▶ _What you should do_: Arrange the listing below as a two-column CSV with the header names input and output, starting with the line containing "Expected output, for every instance of the overcast" and going on through the end of the listing. Put each listed text and the answer under it in one row, as two quoted fields with line breaks replaced by spaces.

▶ _Input data_:
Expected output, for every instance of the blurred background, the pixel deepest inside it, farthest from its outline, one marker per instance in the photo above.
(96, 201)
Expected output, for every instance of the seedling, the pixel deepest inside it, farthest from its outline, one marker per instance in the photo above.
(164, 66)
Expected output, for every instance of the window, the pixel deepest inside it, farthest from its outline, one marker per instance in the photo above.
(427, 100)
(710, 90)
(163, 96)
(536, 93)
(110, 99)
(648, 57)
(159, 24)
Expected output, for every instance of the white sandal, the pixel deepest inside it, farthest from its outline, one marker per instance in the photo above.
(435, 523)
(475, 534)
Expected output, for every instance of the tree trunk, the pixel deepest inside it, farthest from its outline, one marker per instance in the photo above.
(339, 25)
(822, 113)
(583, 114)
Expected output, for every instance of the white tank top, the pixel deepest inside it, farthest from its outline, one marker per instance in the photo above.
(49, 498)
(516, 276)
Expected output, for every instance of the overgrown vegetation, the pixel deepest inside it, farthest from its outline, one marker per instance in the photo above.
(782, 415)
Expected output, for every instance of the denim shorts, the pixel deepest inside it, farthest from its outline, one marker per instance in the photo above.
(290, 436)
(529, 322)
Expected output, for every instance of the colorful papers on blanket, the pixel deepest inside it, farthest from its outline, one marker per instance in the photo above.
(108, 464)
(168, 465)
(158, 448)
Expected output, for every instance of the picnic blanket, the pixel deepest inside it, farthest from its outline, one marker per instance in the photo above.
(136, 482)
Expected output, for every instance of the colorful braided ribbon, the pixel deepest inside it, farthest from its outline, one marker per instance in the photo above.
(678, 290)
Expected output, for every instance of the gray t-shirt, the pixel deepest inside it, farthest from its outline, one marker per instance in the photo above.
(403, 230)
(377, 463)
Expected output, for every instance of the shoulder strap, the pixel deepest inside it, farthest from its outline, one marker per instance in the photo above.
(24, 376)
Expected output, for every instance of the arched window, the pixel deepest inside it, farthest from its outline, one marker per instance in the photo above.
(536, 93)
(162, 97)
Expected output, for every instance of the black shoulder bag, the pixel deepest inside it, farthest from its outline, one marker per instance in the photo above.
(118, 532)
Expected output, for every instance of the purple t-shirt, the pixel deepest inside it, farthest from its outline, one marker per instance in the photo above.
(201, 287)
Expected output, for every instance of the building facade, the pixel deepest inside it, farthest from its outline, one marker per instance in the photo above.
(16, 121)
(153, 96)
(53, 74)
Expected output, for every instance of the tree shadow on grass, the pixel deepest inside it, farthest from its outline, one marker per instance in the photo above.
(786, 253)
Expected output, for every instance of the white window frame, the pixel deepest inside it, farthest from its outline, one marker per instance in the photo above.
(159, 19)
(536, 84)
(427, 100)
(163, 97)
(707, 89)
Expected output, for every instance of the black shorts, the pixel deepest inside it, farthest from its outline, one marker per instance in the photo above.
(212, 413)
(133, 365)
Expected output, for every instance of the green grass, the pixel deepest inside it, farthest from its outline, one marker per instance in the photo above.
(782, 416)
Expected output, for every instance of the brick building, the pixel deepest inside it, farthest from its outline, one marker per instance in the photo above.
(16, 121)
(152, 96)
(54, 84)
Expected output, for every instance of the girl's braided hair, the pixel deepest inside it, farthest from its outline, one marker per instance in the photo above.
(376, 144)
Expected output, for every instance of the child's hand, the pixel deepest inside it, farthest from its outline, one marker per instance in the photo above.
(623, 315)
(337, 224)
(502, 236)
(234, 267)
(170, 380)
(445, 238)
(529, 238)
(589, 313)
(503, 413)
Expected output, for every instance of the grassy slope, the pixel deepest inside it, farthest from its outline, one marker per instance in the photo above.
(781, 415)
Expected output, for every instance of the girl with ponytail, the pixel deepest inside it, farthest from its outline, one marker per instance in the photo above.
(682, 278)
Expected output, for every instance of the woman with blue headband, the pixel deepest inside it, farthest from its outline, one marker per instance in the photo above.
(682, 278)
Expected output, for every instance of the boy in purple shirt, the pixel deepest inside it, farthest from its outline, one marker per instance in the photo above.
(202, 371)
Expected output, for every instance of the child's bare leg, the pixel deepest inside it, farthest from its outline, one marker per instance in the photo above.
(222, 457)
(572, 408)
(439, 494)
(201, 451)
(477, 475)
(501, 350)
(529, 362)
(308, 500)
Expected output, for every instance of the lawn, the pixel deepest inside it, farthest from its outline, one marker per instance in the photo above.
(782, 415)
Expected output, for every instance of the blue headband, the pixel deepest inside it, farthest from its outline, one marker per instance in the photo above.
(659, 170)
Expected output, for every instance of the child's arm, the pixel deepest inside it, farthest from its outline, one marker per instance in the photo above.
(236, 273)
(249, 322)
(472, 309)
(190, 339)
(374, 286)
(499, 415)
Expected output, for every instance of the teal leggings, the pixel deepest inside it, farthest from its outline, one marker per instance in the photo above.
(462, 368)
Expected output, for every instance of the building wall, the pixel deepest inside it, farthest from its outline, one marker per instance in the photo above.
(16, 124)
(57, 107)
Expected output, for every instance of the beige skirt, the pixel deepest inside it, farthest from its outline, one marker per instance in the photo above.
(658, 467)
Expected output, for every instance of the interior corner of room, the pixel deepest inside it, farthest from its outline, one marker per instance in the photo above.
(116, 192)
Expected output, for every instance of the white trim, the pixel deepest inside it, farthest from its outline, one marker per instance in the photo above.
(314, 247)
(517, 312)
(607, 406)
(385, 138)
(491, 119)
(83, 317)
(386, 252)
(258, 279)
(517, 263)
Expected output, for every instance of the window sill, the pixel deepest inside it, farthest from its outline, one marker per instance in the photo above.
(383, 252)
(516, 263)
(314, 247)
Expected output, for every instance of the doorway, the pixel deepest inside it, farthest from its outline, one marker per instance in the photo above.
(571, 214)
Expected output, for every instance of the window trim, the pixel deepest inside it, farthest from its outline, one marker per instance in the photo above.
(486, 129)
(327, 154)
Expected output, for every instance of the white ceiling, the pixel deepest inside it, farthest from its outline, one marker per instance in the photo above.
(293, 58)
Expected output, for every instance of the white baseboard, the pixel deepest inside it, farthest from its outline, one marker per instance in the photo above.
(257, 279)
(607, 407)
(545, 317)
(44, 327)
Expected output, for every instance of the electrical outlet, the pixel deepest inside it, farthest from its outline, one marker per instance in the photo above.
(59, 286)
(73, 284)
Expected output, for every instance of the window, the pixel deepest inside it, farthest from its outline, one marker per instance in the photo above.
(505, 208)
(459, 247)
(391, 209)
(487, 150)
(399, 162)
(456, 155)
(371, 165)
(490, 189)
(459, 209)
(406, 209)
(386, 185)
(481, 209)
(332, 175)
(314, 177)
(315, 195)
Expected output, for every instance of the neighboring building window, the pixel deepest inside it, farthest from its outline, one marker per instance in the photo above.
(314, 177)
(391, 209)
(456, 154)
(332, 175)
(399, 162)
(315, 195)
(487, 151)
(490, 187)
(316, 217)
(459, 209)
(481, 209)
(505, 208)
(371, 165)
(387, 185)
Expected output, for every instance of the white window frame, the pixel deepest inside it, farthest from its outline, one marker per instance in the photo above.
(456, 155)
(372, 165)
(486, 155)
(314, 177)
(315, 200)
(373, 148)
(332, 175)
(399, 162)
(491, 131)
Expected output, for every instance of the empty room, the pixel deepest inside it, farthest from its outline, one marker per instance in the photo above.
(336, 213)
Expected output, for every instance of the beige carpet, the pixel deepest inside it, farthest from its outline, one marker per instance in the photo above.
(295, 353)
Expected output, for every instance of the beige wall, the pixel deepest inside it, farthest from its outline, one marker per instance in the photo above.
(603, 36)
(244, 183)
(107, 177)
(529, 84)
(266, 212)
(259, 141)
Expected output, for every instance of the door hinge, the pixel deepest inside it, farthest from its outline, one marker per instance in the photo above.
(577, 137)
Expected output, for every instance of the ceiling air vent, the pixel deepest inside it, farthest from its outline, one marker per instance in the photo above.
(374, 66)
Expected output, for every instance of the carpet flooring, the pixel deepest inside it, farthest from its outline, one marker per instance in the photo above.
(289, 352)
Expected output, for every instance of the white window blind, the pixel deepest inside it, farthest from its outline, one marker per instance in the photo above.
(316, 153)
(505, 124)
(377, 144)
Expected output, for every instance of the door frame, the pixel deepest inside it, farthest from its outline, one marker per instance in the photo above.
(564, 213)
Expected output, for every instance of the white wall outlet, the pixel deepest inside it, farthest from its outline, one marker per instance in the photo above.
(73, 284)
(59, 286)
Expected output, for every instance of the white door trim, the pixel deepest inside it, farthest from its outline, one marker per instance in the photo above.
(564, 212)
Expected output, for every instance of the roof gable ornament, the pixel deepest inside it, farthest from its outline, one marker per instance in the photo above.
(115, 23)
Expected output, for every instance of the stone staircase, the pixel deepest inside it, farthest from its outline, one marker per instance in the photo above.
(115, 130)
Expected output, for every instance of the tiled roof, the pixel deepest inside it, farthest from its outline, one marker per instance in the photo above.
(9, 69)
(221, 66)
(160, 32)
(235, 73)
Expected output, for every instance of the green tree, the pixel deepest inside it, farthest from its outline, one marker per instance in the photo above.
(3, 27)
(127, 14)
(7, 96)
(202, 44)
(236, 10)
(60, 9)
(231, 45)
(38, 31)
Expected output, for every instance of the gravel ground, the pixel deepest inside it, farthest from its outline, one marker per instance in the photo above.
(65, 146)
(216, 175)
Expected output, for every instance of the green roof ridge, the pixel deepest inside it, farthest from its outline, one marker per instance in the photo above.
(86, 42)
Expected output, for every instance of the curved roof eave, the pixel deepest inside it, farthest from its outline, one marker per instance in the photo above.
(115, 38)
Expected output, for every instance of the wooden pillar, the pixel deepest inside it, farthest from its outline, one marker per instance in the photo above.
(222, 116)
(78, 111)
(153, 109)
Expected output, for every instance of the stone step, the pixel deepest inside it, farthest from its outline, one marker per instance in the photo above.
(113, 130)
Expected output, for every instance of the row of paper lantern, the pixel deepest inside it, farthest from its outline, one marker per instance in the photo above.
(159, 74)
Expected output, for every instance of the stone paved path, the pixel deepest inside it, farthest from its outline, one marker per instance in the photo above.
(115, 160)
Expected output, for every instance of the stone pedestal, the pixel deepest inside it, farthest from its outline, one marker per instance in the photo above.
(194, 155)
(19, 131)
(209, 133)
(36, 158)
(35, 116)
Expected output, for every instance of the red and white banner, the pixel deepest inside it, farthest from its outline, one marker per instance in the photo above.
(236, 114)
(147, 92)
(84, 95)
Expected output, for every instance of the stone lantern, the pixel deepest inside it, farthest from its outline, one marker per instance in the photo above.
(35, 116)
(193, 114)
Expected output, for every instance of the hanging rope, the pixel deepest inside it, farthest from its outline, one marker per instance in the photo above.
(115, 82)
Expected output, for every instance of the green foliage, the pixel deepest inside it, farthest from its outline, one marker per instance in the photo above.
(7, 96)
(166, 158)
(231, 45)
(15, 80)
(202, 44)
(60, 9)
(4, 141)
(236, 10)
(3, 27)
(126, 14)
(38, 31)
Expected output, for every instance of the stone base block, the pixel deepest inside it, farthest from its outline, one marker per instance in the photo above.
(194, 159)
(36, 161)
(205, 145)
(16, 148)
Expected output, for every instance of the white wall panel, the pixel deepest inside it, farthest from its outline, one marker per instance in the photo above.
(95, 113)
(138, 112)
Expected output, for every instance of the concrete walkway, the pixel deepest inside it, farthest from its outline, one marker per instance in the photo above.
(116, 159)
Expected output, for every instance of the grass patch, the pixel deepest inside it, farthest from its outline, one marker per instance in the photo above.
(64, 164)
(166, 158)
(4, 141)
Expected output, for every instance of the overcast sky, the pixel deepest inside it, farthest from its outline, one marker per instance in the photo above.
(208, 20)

▶ _Exercise answer_:
input,output
"Expected output, for every instance of the overcast sky, the pixel deepest inside it, farthest from its outline, one marker per instance in the photo above.","(208, 20)"